▶ _Given passage_:
━━━━━━━━━━━━━━━━━━━━

In generic code, comparing to zero also has a little wrinkle in that some incomparable types have a special case for comparing against zero that can't be matched in type constraints where you can only specify comparable or not. If there were some universal zero value, then #26842 could be accepted since there would always be a way to write a statically guaranteed to be all-bytes zero. But, if that's the only major case left and it would still be awkward to see if comparable structs are zero, maybe it would suffice to have a predeclared func zero(type T)(T) bool that worked on comparable and incomparable types alike?

jimmyfrasche avatar Dec 22 '19 23:12 jimmyfrasche

Yes, it's possible to do less. But I haven't seen any argument for why less is more in this case, or any downside to the universal zero.

geraldss avatar Dec 25 '19 04:12 geraldss

Let's consider what we can do with a specific, typed zero value, var zero T:

  1. Reset a variable to zero: v = zero
  2. Define a new variable: u := zero
  3. Send it to a channel: c <- zero
  4. If T is comparable, compare another variable to it: v == zero
  5. If T has operators, use it as an operand: v < zero or v + zero
  6. Use it in a composite literal: []T{u, zero, v}
  7. Call a method on it: zero.M()
  8. Return it from a function: return zero, err

If we had a universal zero value, then defining a new variable and calling a method are out, as a specific type is required for each. Using it as an operand isn't really a problem since any type with operators already has a concise zero value.

That leaves:

  1. Reset a variable to zero: v = zero
  2. Send it to a channel: c <- zero
  3. If T is comparable, compare another variable to it: v == zero
  4. Use it in a composite literal: []T{u, zero, v}
  5. Return it from a function: return zero, err

For the majority of these, there's only really a problem if T is composite, as they have verbose zero values. Use in a composite literal is only sometimes an issue as the types of composite literals in composite literals can be elided in a number of cases. #12854 could expand elision to all the remaining cases and allow you to write return {}, f({}) for example. This would also allow quite a bit more since you could also write c <- {k: v} or f({}, {X: 1}, {2, 3}).

For comparable T, comparison against zero would still have the issue that we could write

p := v == {}
if p { // ...

━━━━━━━━━━━━━━━━━━━━

▶ _Exercise tasks_:
• a. In the discussion of a universal zero value in Go, which two uses of a specific typed zero value would a universal zero value rule out?
• b. Rewrite the Go zero-value discussion between "8. Return it" and "concise zero value.", inclusive, substituting "concrete type" for "specific type".
• c. Carry on the discussion of a universal zero value in Go from the point where it stops.

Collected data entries
━━━━━━━━━━━━━━━━━━━━

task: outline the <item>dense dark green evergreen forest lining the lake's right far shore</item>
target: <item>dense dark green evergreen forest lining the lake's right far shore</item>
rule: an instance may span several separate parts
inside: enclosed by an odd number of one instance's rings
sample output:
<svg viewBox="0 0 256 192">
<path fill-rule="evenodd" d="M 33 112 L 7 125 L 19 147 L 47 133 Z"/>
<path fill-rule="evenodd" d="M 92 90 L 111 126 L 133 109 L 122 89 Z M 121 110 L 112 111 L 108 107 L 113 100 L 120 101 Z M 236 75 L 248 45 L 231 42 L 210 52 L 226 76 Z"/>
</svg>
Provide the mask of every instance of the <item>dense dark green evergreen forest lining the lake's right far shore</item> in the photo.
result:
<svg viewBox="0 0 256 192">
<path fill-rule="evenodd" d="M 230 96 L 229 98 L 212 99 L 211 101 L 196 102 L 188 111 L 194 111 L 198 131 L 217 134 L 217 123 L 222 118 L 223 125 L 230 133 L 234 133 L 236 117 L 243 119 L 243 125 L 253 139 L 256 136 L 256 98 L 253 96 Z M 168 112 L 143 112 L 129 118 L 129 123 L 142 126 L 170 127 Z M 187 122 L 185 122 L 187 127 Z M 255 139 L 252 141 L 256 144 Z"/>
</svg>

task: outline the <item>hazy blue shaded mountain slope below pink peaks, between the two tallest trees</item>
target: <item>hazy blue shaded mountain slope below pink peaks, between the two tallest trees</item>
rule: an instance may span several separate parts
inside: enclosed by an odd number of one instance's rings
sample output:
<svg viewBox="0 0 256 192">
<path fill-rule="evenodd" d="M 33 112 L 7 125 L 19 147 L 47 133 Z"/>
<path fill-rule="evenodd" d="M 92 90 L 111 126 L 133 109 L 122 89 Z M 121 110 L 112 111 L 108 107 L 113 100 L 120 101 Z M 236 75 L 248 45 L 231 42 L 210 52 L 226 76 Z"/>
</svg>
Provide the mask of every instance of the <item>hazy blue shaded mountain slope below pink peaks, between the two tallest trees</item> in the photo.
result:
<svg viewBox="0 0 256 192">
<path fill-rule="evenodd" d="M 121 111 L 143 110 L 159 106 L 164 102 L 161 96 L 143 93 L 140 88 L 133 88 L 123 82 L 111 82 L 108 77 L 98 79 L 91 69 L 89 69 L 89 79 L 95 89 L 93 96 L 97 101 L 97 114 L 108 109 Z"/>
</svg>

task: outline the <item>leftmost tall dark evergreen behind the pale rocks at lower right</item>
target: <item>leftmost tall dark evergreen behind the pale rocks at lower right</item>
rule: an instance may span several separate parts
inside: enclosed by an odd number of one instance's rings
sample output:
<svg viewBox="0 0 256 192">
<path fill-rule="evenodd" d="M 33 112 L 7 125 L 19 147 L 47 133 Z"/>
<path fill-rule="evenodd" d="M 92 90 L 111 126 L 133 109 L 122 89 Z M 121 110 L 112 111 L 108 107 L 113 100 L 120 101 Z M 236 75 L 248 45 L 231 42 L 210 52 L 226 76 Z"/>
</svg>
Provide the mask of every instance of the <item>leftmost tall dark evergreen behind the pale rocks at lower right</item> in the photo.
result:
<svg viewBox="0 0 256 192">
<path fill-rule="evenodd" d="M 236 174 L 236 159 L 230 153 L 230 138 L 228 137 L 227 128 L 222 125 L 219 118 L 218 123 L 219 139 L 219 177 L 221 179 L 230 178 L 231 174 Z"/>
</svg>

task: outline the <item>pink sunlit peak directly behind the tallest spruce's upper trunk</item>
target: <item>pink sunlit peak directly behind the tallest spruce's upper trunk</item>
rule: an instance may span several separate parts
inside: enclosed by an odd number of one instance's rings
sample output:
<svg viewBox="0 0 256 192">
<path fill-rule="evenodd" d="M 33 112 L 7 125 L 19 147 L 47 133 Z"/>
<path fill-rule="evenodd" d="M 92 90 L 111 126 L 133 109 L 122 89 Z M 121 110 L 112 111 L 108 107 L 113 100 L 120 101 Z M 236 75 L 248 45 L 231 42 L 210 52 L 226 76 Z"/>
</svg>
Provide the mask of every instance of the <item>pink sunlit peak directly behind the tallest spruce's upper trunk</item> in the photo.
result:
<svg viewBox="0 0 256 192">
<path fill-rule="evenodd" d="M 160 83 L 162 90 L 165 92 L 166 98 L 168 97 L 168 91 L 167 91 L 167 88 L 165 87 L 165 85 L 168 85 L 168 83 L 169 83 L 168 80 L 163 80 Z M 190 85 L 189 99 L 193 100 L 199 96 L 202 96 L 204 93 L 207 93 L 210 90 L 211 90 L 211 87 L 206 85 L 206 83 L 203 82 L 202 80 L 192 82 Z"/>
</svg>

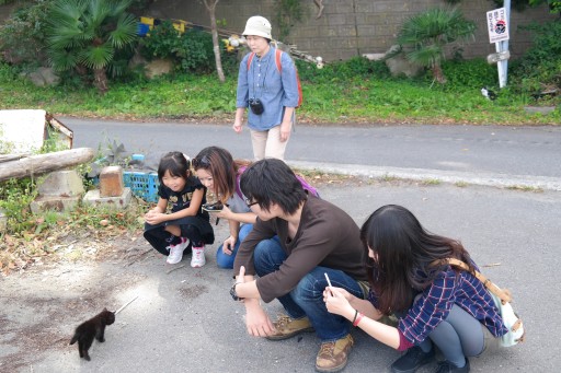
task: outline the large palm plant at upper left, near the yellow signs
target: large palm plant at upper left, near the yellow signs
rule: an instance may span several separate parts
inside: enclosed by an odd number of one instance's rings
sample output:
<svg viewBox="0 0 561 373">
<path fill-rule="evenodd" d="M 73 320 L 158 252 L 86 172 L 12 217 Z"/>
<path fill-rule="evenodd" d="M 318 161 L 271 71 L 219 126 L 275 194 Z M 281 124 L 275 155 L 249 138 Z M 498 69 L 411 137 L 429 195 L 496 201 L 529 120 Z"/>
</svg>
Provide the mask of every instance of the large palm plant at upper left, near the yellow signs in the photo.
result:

━━━━━━━━━━━━━━━━━━━━

▶ _Task answers_:
• a. Defining a new variable and calling a method, because each requires a specific type.

• b.
8. Return it from a function: return zero, err

If we had a universal zero value, then defining a new variable and calling a method are out, as a concrete type is required for each. Using it as an operand isn't really a problem since any type with operators already has a concise zero value.

• c.
but we couldn't write

if v == {} { // ...

due to the ambiguity and we would instead have to write

if v == ({}) { // ...

All of this assumed that we knew upfront what T is. That goes away when generating code or (hopefully soon) writing generic code. Even if every type has a concise zero value, we will not necessarily know which one to use, unless the contract of the type parameter is sufficiently strict.

The most common case would be returning some zero values and an error. #21182 would allow that and also improve the readability and editability of non-generated/generic code as a bonus.

That leaves us with a different set of possible problems:

  1. Reset a variable to zero: v = zero
  2. Send it to a channel: c <- zero
  3. If T is comparable, compare another variable to it: v == zero
  4. If T has operators, use it as an operand: v < zero or v + zero
  5. Use it in a composite literal: []T{u, zero, v}

A universal zero value would be useful here, but I think the majority of these will be relatively uncommon, though I could be wrong. A good way to make a case for this proposal would be to write reasonable generic code using the latest generics draft that is very awkward without a universal zero. Finding code generators that have a lot of special cases or past/known bugs because of this would be another.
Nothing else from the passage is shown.